Given request – Rewrite the material below, switching every "Drop" to "Place" and leaving all other text unchanged.

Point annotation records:

◇ ◇ ◇

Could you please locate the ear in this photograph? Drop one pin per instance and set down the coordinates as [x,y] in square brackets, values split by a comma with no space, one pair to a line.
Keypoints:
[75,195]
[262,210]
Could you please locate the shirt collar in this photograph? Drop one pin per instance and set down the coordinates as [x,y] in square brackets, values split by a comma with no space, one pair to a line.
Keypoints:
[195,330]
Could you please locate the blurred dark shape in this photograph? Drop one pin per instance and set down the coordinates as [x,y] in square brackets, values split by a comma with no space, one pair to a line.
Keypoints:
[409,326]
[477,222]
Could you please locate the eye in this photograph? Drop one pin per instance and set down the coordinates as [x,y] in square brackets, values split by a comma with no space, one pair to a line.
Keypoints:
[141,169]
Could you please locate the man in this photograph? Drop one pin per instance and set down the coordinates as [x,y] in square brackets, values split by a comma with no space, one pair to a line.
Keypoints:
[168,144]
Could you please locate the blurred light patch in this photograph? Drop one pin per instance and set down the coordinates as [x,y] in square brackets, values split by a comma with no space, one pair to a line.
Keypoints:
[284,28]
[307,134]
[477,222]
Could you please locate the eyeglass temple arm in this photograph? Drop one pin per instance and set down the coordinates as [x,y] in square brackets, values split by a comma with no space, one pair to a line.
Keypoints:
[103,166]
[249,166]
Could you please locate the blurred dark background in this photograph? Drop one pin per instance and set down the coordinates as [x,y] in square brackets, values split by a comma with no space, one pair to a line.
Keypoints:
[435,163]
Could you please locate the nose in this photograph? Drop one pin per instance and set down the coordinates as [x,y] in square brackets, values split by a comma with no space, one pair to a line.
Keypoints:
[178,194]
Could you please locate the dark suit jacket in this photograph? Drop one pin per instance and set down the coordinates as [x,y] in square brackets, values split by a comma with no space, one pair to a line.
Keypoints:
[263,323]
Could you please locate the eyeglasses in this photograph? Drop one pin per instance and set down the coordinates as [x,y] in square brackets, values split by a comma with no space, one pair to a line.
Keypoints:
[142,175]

◇ ◇ ◇

Written solution –
Could you please locate the ear in this photograph? Place one pin per instance and set down the coordinates as [x,y] in square brackets, values split by a comma with no space, one pair to a line.
Keypoints:
[75,195]
[262,210]
Could you please locate the shirt collar in this photograph? Place one pin per instance and set down the coordinates as [x,y] in square brackets, values split by a comma with no space, one pair to a line.
Keypoints:
[195,330]
Could you please locate the blurred dark shape in this photograph? Place one pin per instance and set down the coordinates as [x,y] in square brackets, values split by a comma with no space, one pair to a line.
Keypoints:
[409,326]
[477,222]
Could you please locate the eye in this photograph? Place one pin per instance and set down the coordinates as [x,y] in square brackets, values split by a comma with no space, one pair to a line.
Keypoints:
[141,169]
Could you please locate the man in this photograph? Place one pin per instance and set down the coordinates as [x,y] in square brackets, values split by a comma with no space, one pair to a line.
Keypoints:
[168,144]
Could you please locate the blurred light patch in this photograph? Place one pin per instance and set down the coordinates as [x,y] in square brackets, values split by a comma with no space, one pair to a line.
Keypoints:
[284,28]
[307,134]
[477,222]
Could you please locate the eyeglass temple arm in this photograph? Place one pin per instance and set down the coordinates as [x,y] in square brackets, values split by a comma with no space, one pair to a line.
Keypoints:
[103,166]
[249,166]
Could you please locate the blurred dark background in this photograph? Place one pin per instance and set down the coordinates as [x,y] in square brackets, values split by a comma with no space, one pair to a line.
Keypoints:
[435,163]
Could you please locate the nose in this photograph? Place one pin per instance and set down the coordinates as [x,y] in square brackets, values split by a comma with no space, one pair to a line.
Keypoints:
[178,194]
Could you please locate the dark suit jacket in this photograph? Place one pin per instance and set down the coordinates as [x,y] in square brackets, values split by a comma with no space, one pair to a line.
Keypoints:
[263,323]
Could you please locate the eyeglasses in this photograph? Place one pin per instance and set down the coordinates as [x,y] in square brackets, values split by a comma with no space, one pair to a line.
Keypoints:
[142,175]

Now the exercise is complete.